» TASK SET
(a) Name every kind of questionably tasteful content that the forum post about sharing a book with a mother lists for chapter one.
(b) Retype a passage from the forum post, beginning at the words "Hi Scribes!" and stopping after "in that way...".

» EXCERPT
# My Mom Likes My Book...



## Caged Maiden (Jul 4, 2016)

Hi Scribes!

So, I sent my mother the first two chapters of my book I'm rewriting. I was really nervous. Firstly, because the book is stuffed full of questionably tasteful content. Prostitutes, drugs, a poker game, debauchery in every form. And that's just chapter one. And the language is stuff I don't say in real life, and I've got something of a colorful vocabulary in that way...

I've been writing since 2001, and I didn't even TELL my family that I wrote at all, until 2013. Only my mom new. And I basically had to tell her because I made a Facebook author page...and I mean, she's not dumb...so it was tell her about it and ask her to like the page, or try to keep it a secret like the guinea pig I kept in my closet for three days because she said I couldn't have it.

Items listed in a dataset
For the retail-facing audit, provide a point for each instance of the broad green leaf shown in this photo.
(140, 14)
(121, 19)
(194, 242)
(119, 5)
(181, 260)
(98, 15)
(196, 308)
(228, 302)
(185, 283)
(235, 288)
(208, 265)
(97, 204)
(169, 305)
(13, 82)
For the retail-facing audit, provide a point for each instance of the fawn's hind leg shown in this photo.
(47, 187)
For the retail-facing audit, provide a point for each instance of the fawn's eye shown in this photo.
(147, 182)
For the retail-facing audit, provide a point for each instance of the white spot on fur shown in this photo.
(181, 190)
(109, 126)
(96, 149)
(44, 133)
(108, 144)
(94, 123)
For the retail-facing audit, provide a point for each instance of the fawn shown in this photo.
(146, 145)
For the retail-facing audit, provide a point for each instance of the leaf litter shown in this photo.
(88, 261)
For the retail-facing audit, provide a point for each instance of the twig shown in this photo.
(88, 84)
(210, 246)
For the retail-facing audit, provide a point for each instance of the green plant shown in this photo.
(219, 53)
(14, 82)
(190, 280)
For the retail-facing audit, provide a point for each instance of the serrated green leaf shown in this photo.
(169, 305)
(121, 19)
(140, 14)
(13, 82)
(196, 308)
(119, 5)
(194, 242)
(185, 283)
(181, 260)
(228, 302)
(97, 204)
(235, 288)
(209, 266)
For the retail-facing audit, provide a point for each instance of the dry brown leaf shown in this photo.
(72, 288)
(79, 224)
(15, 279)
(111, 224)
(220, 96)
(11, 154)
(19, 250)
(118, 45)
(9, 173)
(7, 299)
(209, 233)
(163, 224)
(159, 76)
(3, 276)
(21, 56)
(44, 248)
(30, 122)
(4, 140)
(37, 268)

» SOLUTIONS TO THE PROBLEMS
(a) Prostitutes, drugs, a poker game, and debauchery in every form.

(b)
Hi Scribes!

So, I sent my mother the first two chapters of my book I'm rewriting. I was really nervous. Firstly, because the book is stuffed full of questionably tasteful content. Prostitutes, drugs, a poker game, debauchery in every form. And that's just chapter one. And the language is stuff I don't say in real life, and I've got something of a colorful vocabulary in that way...